Tasks to complete:
a) List each figure that the passage mentions, giving every figure only once.
b) Write out the part of the passage that begins with the words "FIG. 3B shows" and ends after the words "non-accelerated hemostasis time.".
(Beginning of Passage)
FIG. 3B shows the heat conductivity of the blood over time, in the mode of operation illustrated in FIG. 1B, where the blood is heated to accelerate clotting. As seen in FIG. 3B, the heat conductivity begins at time T₀in a liquid form with relatively high heat conductivity, which decreases rapidly as the blood is heated and the clotting occurs at an accelerated rate. FIG. 3B also shows the heat conductivity curve over time shown in FIG. 3A, which clearly illustrates the accelerated hemostasis described in reference to FIG. 1B hereinabove, where T_HAis the accelerated hemostasis time and T_His the non-accelerated hemostasis time.
It will be appreciated by persons skilled in the art that the present invention is not limited by what has been particularly shown and described hereinabove. Rather the scope of the present invention includes both combinations and subcombinations of the various features described hereinabove as well as variations and modifications which would occur to persons skilled in the art upon reading the specification and which are not in the prior art.
(End of Passage)
(Beginning of Source information)
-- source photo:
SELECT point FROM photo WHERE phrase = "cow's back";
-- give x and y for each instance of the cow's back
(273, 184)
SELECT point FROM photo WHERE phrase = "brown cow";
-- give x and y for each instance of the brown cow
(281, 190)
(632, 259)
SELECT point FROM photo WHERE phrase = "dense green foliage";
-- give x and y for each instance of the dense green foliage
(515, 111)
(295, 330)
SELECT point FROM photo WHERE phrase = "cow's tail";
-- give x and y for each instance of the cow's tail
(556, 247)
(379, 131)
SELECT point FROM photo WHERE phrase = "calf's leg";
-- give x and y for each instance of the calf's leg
(End of Source information)
Outputs by task:
a) FIG. 3B, FIG. 1B, FIG. 3A

b)
FIG. 3B shows the heat conductivity of the blood over time, in the mode of operation illustrated in FIG. 1B, where the blood is heated to accelerate clotting. As seen in FIG. 3B, the heat conductivity begins at time T₀in a liquid form with relatively high heat conductivity, which decreases rapidly as the blood is heated and the clotting occurs at an accelerated rate. FIG. 3B also shows the heat conductivity curve over time shown in FIG. 3A, which clearly illustrates the accelerated hemostasis described in reference to FIG. 1B hereinabove, where T_HAis the accelerated hemostasis time and T_His the non-accelerated hemostasis time.